Your instructions
Find the line containing "the red fabric" in the material below; copy that line and all following lines exactly.

[Source data]
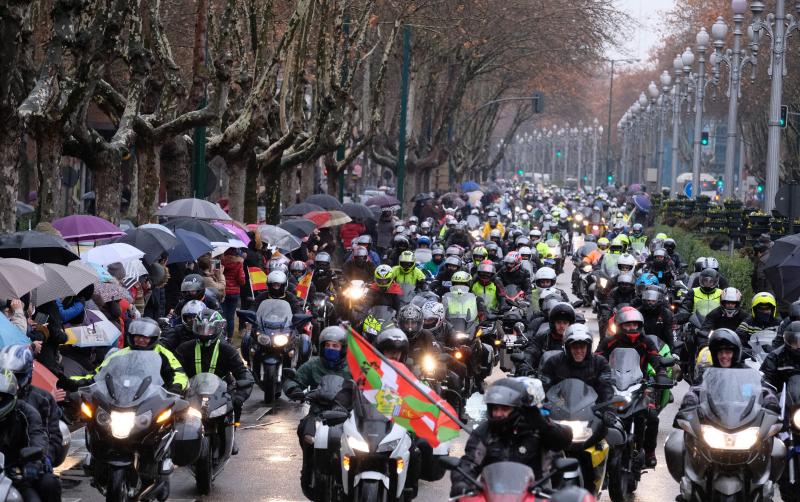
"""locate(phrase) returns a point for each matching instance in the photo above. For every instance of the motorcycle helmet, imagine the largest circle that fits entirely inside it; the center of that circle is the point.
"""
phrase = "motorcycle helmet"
(332, 358)
(145, 327)
(190, 311)
(486, 272)
(508, 392)
(393, 341)
(209, 327)
(512, 261)
(19, 360)
(624, 320)
(545, 278)
(383, 276)
(406, 261)
(298, 269)
(731, 301)
(791, 339)
(8, 393)
(709, 280)
(409, 319)
(577, 333)
(192, 287)
(276, 283)
(764, 304)
(626, 263)
(432, 315)
(461, 278)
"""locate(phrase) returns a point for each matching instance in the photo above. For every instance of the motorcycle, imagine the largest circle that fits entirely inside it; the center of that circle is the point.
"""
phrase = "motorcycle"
(131, 425)
(571, 403)
(208, 393)
(726, 449)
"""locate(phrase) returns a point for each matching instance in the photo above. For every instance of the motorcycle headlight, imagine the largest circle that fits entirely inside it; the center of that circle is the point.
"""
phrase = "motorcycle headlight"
(580, 429)
(122, 423)
(721, 440)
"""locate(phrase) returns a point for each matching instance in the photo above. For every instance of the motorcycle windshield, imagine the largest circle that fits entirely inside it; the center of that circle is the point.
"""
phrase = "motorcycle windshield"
(130, 378)
(571, 399)
(733, 396)
(625, 367)
(274, 314)
(507, 478)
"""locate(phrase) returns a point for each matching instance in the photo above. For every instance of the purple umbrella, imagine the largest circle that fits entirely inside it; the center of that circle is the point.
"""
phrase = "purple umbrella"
(85, 227)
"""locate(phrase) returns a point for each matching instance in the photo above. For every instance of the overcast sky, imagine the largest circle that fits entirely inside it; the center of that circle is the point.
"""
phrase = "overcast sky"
(648, 14)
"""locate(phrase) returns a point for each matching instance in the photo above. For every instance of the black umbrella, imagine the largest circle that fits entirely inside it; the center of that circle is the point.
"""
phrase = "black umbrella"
(325, 201)
(301, 209)
(37, 247)
(153, 243)
(204, 228)
(299, 227)
(783, 268)
(357, 211)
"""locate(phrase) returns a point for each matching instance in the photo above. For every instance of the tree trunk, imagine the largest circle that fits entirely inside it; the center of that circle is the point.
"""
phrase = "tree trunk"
(9, 181)
(175, 169)
(149, 183)
(251, 191)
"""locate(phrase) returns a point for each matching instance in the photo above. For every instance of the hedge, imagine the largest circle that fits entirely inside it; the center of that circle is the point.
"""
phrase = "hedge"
(737, 269)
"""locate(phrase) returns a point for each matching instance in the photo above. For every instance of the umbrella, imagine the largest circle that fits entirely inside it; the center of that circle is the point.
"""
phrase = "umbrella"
(204, 228)
(783, 268)
(85, 227)
(325, 201)
(278, 238)
(642, 202)
(10, 334)
(190, 246)
(383, 201)
(18, 277)
(118, 252)
(194, 208)
(61, 282)
(325, 219)
(153, 243)
(470, 186)
(357, 211)
(38, 247)
(301, 209)
(299, 227)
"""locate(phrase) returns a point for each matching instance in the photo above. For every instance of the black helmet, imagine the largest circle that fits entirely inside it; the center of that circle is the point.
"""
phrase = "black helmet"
(709, 280)
(8, 393)
(393, 339)
(724, 338)
(192, 287)
(143, 327)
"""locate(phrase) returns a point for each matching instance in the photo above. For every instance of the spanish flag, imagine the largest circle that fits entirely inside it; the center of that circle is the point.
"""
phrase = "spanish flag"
(258, 279)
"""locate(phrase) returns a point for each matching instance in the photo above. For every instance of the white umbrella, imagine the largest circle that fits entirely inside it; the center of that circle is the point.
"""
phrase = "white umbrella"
(118, 252)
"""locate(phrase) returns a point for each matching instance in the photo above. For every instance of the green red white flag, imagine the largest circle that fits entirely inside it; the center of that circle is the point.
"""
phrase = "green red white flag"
(396, 392)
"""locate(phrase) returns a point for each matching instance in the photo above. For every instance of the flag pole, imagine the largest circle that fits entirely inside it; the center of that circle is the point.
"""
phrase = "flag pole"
(414, 382)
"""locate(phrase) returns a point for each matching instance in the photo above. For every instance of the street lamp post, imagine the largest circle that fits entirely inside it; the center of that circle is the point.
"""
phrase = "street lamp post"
(778, 27)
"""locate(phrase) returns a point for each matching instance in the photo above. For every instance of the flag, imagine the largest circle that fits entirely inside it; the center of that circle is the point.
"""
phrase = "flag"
(397, 393)
(303, 285)
(258, 279)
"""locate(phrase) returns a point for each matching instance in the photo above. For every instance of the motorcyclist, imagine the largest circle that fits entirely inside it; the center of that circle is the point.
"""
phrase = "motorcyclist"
(577, 361)
(21, 427)
(142, 334)
(513, 273)
(515, 431)
(332, 360)
(630, 334)
(210, 353)
(763, 315)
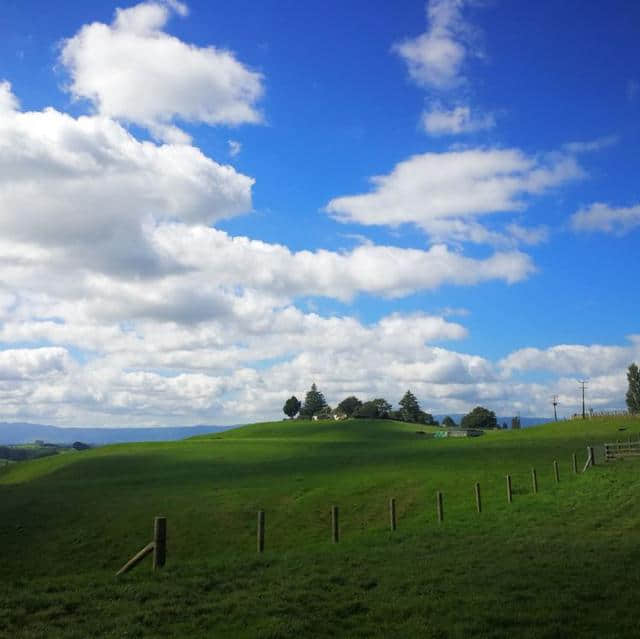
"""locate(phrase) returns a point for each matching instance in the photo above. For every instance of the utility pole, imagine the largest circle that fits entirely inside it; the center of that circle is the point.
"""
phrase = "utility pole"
(583, 383)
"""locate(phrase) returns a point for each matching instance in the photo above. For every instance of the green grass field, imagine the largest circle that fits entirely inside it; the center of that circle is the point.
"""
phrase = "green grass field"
(564, 562)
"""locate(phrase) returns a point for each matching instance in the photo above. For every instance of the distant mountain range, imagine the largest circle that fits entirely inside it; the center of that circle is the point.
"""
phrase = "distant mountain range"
(525, 422)
(21, 433)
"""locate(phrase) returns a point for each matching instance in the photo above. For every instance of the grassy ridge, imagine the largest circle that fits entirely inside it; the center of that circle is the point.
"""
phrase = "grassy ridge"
(67, 523)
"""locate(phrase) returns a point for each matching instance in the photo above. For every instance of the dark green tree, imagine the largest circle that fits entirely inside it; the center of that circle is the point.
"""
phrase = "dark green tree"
(368, 410)
(348, 406)
(291, 407)
(479, 417)
(427, 419)
(383, 406)
(314, 403)
(633, 394)
(409, 407)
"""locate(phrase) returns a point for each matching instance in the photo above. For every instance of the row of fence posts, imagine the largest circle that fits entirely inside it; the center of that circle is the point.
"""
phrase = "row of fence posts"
(159, 544)
(335, 524)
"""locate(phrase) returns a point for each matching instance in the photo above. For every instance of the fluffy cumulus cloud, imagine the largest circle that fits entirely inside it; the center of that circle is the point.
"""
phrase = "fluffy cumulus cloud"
(435, 58)
(86, 188)
(121, 304)
(607, 219)
(134, 71)
(438, 120)
(444, 193)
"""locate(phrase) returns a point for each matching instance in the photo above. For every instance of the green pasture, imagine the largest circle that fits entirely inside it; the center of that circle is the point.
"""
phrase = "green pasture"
(564, 562)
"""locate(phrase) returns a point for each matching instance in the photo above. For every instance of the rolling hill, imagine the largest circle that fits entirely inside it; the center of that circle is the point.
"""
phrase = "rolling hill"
(558, 563)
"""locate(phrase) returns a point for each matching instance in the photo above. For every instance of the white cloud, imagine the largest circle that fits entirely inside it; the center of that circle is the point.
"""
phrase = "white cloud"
(85, 188)
(134, 71)
(234, 147)
(32, 363)
(443, 193)
(528, 235)
(603, 217)
(575, 359)
(380, 270)
(436, 58)
(8, 101)
(439, 120)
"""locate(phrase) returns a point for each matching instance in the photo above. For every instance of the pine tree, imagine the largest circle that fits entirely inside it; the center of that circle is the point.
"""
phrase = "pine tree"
(633, 394)
(409, 407)
(291, 407)
(314, 402)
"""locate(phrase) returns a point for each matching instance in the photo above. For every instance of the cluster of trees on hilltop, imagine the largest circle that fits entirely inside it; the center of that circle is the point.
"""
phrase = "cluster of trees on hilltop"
(315, 406)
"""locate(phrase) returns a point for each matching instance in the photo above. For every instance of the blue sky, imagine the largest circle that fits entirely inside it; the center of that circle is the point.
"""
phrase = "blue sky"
(207, 207)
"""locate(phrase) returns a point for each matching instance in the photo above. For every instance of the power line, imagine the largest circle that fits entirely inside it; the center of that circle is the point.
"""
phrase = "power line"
(583, 383)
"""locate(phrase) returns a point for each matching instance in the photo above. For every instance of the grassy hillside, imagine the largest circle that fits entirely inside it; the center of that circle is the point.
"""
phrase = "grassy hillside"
(562, 562)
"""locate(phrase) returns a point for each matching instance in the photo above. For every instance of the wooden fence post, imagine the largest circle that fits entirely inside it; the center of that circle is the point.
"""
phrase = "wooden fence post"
(260, 539)
(159, 542)
(534, 481)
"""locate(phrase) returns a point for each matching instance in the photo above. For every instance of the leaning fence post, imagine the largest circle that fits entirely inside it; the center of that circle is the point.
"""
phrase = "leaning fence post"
(159, 542)
(534, 481)
(260, 539)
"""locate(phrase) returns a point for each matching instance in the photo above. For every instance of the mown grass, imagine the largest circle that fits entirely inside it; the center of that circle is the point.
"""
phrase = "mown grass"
(559, 563)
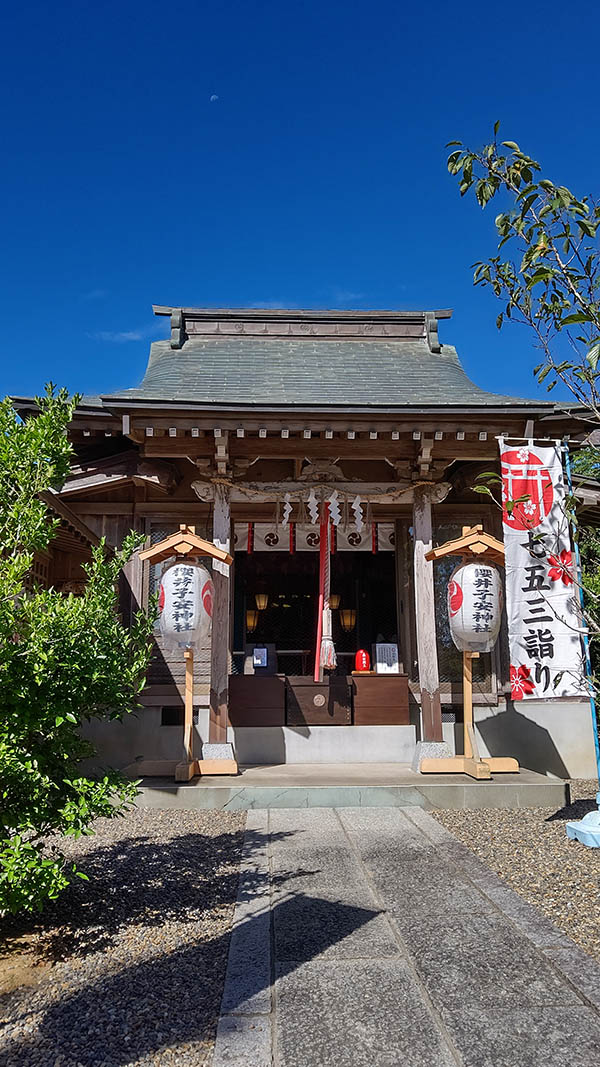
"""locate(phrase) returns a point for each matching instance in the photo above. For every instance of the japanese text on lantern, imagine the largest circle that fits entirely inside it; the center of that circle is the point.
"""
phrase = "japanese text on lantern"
(543, 617)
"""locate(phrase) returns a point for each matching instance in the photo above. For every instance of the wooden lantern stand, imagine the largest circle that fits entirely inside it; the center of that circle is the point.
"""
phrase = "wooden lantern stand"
(473, 543)
(186, 545)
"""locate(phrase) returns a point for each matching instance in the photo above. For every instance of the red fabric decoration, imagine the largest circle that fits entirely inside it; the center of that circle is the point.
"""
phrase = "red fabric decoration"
(520, 682)
(561, 568)
(362, 659)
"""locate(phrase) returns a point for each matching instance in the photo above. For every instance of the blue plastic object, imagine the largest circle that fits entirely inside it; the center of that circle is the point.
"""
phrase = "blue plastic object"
(586, 829)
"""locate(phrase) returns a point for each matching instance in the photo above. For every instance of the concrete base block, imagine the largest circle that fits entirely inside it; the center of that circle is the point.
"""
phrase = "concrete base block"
(430, 750)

Result of the task
"""locate(phrase) returns a point for each matching instance in the photo above. For every instance of the red fabric decoration, imagine the largest circle that fits entirely inside it; the center of that circle is the point.
"""
phrase = "red fabric decoration"
(520, 682)
(561, 568)
(362, 659)
"""locate(phrase) returns a point for each matching instance in the photo above. For every instance of the blue plastic object, imagine the largest circle that fits entirely inside it; the center of that circle is the point.
"""
phrase = "blue plastic object"
(586, 829)
"""locate(phrase) returns a point for each matching instance in the photo above. For every instance of the concrete base block, imagine the largest circle that fits entirely inside it; the center of that circle is the point.
"""
phrase = "concrete base block"
(430, 750)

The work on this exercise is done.